## Task details
Please output the records below in full, exactly as given, but without the images.

## Lines of data

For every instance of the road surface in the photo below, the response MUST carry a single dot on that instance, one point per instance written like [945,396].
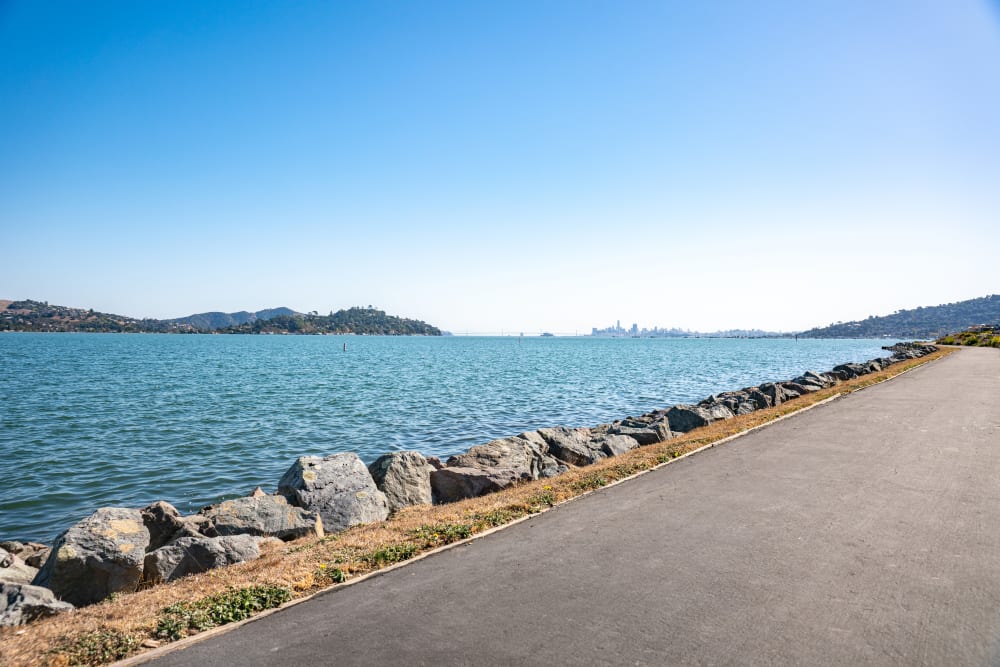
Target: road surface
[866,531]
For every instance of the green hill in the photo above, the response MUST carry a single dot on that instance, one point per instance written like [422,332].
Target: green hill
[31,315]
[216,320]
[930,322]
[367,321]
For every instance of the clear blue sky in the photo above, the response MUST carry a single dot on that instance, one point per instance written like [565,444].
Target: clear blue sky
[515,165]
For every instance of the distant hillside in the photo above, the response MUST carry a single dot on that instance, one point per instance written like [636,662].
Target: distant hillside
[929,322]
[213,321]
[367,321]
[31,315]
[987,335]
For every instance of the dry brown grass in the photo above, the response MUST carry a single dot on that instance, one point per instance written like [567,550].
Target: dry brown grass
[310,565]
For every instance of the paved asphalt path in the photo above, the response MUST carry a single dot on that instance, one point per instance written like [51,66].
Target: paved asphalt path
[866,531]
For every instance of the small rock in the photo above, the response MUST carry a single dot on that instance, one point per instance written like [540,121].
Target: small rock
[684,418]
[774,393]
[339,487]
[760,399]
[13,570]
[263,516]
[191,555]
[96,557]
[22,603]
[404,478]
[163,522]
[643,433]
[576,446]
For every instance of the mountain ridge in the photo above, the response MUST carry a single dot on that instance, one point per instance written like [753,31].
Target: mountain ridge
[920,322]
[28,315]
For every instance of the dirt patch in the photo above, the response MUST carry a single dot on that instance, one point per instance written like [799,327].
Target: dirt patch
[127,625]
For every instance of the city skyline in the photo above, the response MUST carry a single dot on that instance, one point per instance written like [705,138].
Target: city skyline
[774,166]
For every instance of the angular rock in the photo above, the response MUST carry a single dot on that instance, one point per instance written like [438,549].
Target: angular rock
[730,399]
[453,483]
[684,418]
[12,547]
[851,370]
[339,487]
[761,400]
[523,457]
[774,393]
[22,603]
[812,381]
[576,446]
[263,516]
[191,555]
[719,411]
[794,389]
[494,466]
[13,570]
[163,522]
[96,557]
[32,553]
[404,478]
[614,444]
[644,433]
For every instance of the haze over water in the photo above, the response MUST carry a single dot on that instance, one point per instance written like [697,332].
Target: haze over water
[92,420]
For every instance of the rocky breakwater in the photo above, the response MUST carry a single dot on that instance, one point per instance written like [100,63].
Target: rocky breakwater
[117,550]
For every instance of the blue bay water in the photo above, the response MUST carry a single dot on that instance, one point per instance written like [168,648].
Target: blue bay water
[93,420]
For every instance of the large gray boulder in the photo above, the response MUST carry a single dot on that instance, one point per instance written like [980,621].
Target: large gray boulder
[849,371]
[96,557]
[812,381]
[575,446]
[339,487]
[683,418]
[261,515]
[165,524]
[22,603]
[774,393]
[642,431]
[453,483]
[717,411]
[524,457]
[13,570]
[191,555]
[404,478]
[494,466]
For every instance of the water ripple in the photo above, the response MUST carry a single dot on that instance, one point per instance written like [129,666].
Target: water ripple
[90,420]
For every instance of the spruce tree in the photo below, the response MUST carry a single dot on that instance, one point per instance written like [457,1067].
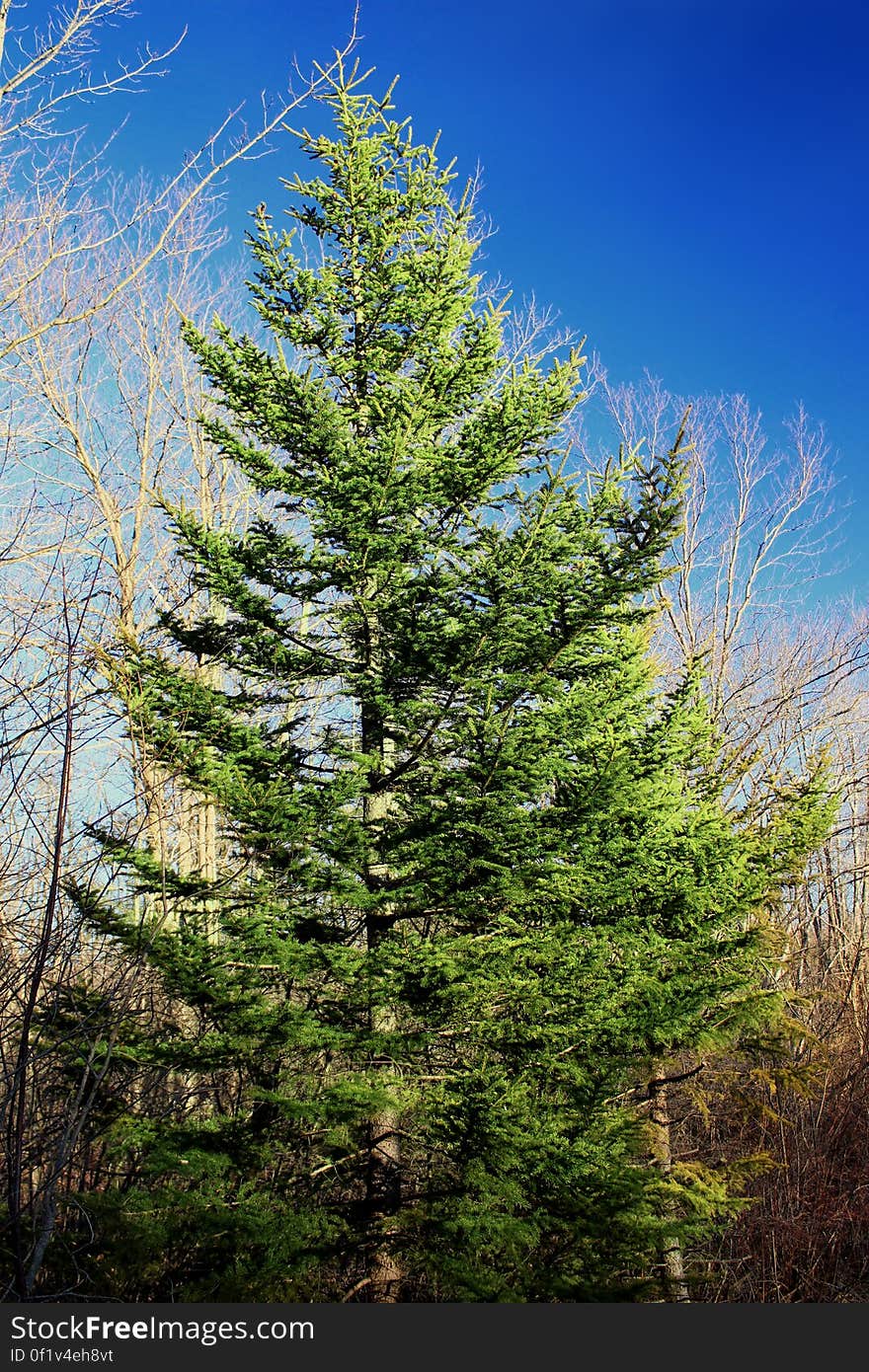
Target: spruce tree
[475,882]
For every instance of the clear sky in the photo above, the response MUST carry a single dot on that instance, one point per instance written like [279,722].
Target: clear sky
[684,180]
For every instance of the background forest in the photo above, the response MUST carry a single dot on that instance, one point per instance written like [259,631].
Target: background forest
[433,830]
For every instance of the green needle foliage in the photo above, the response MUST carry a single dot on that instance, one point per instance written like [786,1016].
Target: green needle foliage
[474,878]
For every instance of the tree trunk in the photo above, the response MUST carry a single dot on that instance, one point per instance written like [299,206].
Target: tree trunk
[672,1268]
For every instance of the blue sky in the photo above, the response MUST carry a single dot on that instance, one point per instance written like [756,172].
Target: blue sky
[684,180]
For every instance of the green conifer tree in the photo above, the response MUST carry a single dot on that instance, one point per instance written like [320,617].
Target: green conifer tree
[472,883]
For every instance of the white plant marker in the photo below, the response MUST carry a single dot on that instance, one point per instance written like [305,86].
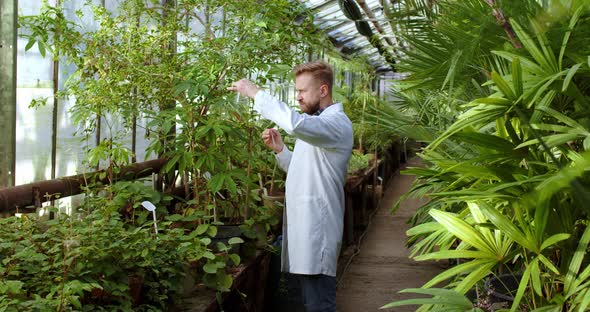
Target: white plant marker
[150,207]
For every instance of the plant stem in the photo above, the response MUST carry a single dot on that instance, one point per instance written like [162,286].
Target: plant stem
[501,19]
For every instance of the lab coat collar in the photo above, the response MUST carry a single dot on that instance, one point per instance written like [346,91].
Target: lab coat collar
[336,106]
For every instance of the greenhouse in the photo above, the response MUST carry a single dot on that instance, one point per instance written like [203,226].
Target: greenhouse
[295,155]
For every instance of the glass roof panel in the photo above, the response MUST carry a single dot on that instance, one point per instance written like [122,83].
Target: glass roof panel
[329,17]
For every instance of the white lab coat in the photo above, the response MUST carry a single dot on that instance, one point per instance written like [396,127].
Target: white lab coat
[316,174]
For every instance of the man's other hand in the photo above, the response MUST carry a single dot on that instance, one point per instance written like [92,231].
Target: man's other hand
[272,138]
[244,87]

## Reply to the exercise
For every instance of the road surface in the photo below, the response MUST carry a single dot on that instance, one point per instance written like [945,396].
Target: road surface
[866,531]
For every instance of the green hill in the photo above, the response MUST carry a single dot on that instance, one point per instance written like [422,332].
Target: green hill
[31,315]
[216,320]
[930,322]
[367,321]
For every instance of the clear blue sky in the photo above, the response MUST carry a single dot on that instance, one point per instance written like [565,444].
Target: clear blue sky
[515,165]
For every instance of the distant hillside in the photo above, the response MUST carry a single dot on that instance, one point per instance written like [636,662].
Target: distant hillside
[929,322]
[213,321]
[367,321]
[31,315]
[987,335]
For every instance of the dry brown grass in the photo above, the response MUST carry a single dot on that instance, one point per instance written like [567,550].
Target: dry brown grass
[310,565]
For every instance of the paved asphalt path in the photo above, the response MUST carry a single dot on that instance, one point per instance written like [51,66].
Target: paved asphalt path
[866,531]
For every instance of the small rock in the photo above, the response MUST carry a single dot on that instance, one point per instance written like [540,121].
Target: small rock
[684,418]
[774,393]
[339,487]
[760,399]
[13,570]
[263,516]
[191,555]
[96,557]
[22,603]
[404,478]
[163,522]
[643,433]
[576,446]
For every instance of the mountain ridge in the photo above, the response MUST carry a single dot on that instance, one point per instance written like [753,31].
Target: mountain ridge
[920,322]
[28,315]
For every instance of the dirt patch in the photo above, the response MUST carry a single dot on that instance, one point per instance written like [799,327].
Target: dirt patch
[127,625]
For every instance of the city skyline in the photo above, the response MUST carry a single dot on that instance, one point per instance written like [705,138].
Target: city skyline
[774,166]
For every instance of the angular rock in the photo above, the response MUST carry a single dot on that instance, one point per instance written like [438,549].
Target: angular rock
[730,399]
[453,483]
[684,418]
[12,547]
[851,370]
[339,487]
[761,400]
[523,457]
[774,393]
[22,603]
[812,381]
[576,446]
[263,516]
[191,555]
[719,411]
[794,389]
[494,466]
[13,570]
[163,522]
[96,557]
[32,553]
[404,478]
[614,444]
[644,433]
For every instance of the haze over water in the photo above, the response MUST carry a single dot on that instance, one point per instance written like [697,332].
Target: haze over water
[92,420]
For every instance of the rocky breakwater in the photo above, the response MUST carry a single dot on that instance, one point per instance written like [100,63].
Target: rocky breakwater
[117,550]
For every instance of the blue bay water in the photo above, the response MUST carry a single dot on that instance, one point per instance written like [168,648].
Target: blue bay water
[93,420]
For every instance of the large gray boulder in the photo above, the response MUST carry a single dot on that instance, one point per instance written like [980,621].
Target: large gray boulder
[849,371]
[96,557]
[812,381]
[575,446]
[339,487]
[683,418]
[261,515]
[165,524]
[22,603]
[774,393]
[642,431]
[453,483]
[717,411]
[524,457]
[13,570]
[191,555]
[404,478]
[494,466]
For every instance of the water ripple in the photo above, the response MUST carry a single dot on that instance, one point per instance written like [129,666].
Target: water ripple
[90,420]
For every instance of the spruce tree in the photo below, the response MUST carry a single dot on that instance, one point per instance written like [457,1067].
Target: spruce tree
[475,882]
For every instance of the clear sky in the photo above, the response MUST carry a single dot on that instance, one point per instance written like [279,722].
Target: clear sky
[684,180]
For every instance of the background forest in the photo above, the response MUST carry a single dot on that instance, one point per instance written like [259,631].
Target: background forest
[433,830]
For every instance of the green needle foliage in the photo above, the response MUST carry a single dot on that instance, one point per instance written like [786,1016].
Target: green needle foliage
[474,878]
For every instance of the tree trunk in the photo above, the response MUST carry a single dot on that instance, one point per instance written like [299,206].
Target: tree trunk
[672,1268]
For every instance of the blue sky in the photo above, the response MUST carry a single dot on that instance, one point per instance written like [756,172].
Target: blue sky
[684,180]
For every instance of the green conifer tree in the photo above, the response MUST carry a single dot on that instance, one point per instance written like [320,617].
Target: green conifer tree
[472,883]
For every instance of the white plant marker in the photo below, the response MUST carry a single dot on that instance, one point per instance written like [305,86].
Target: white plant marker
[150,207]
For every instance of the plant stem in the photo above, the response MUST carry a single dot on that instance, one point per instance written like [162,286].
Target: plant stem
[501,19]
For every instance of the lab coat collar in the photo above, the response MUST carry a single dot on that instance, one point per instance written like [346,91].
Target: lab coat collar
[336,106]
For every instance of the greenhouse in the photo above, the response MUST carry a single dot on that instance, one point per instance written like [203,226].
Target: greenhouse
[295,155]
For every instance of the glass roof panel in the photo above, the response MUST carry a single dot on that instance, one point per instance written like [122,83].
Target: glass roof panel
[329,17]
For every instance of the white lab coat in the photo above, the response MUST carry a single dot on that instance, one point per instance written like [396,127].
Target: white lab coat
[316,174]
For every instance of the man's other hand in the photo above, the response MUST carry a single dot on that instance, one point per instance written like [92,231].
Target: man's other hand
[272,138]
[244,87]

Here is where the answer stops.